## Exercise prompt:
Transcribe, exactly and in full, every line from the one including "A representative example" to the end of the listing.

*** Supplied records ***

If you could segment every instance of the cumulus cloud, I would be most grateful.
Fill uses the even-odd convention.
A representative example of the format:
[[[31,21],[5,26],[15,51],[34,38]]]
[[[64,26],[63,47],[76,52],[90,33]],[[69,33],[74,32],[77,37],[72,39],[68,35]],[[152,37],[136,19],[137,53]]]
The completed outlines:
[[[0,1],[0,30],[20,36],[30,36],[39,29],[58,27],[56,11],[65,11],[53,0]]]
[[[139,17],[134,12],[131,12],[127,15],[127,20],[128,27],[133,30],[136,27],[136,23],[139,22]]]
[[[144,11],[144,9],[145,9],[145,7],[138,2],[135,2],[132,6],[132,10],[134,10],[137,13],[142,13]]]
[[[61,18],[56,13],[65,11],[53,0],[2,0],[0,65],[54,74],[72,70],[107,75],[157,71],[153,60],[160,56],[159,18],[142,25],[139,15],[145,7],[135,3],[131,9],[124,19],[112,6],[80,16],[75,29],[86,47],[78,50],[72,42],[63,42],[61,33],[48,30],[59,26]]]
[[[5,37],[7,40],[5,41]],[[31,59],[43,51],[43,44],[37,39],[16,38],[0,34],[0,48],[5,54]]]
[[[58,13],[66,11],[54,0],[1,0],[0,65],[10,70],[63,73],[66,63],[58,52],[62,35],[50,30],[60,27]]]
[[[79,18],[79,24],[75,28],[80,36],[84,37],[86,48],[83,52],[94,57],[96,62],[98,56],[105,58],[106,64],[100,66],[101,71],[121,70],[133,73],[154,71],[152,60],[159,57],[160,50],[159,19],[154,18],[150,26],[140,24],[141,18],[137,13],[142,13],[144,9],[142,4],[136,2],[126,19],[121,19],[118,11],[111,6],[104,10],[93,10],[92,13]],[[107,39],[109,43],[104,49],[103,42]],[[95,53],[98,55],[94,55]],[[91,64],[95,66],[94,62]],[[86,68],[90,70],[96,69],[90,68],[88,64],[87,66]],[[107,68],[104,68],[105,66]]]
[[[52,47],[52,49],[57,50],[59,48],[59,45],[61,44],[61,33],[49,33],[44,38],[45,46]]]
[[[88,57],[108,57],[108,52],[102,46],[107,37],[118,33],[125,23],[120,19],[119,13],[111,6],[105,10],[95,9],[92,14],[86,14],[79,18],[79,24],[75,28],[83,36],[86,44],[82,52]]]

*** End of Supplied records ***

## Completed task:
A representative example of the format:
[[[31,21],[5,26],[15,51],[34,38]]]
[[[64,26],[63,47],[76,52],[90,33]],[[69,33],[74,32],[77,37],[72,39],[68,35]],[[152,37],[136,19],[137,53]]]
The completed outlines:
[[[0,1],[0,30],[20,36],[30,36],[39,29],[58,27],[56,11],[65,11],[53,0]]]
[[[139,17],[134,12],[131,12],[127,15],[127,20],[128,27],[133,30],[136,27],[136,23],[139,22]]]
[[[144,11],[144,9],[145,9],[145,7],[138,2],[135,2],[132,6],[132,10],[134,10],[137,13],[142,13]]]
[[[61,18],[56,13],[65,11],[53,0],[2,0],[0,65],[54,74],[72,70],[107,75],[157,71],[153,60],[160,56],[159,18],[142,25],[139,15],[145,7],[135,3],[131,9],[124,19],[112,6],[80,16],[75,29],[86,47],[78,50],[72,42],[63,42],[61,33],[48,30],[59,26]]]
[[[5,37],[7,40],[5,41]],[[31,59],[43,51],[43,44],[37,39],[16,38],[0,34],[0,48],[5,54]]]
[[[58,13],[66,11],[54,0],[1,0],[0,65],[10,70],[63,73],[66,63],[58,52],[62,35],[50,30],[60,27]]]
[[[79,18],[79,24],[75,28],[80,36],[84,37],[86,48],[83,52],[94,57],[96,62],[98,56],[105,58],[106,64],[100,66],[101,71],[121,70],[133,73],[154,71],[152,60],[159,57],[160,50],[159,19],[154,18],[150,26],[140,24],[141,18],[137,13],[142,13],[144,9],[142,4],[136,2],[126,19],[121,19],[118,11],[111,6],[104,10],[93,10],[92,13]],[[107,39],[109,43],[104,49],[103,42]],[[95,53],[98,55],[94,55]],[[91,64],[95,66],[94,62]],[[86,68],[90,70],[96,69],[90,68],[88,64],[87,66]],[[107,68],[104,68],[105,66]]]
[[[52,47],[52,49],[57,50],[59,48],[59,45],[61,44],[61,33],[49,33],[44,38],[45,46]]]
[[[88,57],[108,57],[108,52],[102,46],[107,37],[118,33],[125,23],[120,19],[119,13],[111,6],[105,10],[95,9],[92,14],[86,14],[79,18],[79,24],[75,28],[83,36],[86,44],[82,52]]]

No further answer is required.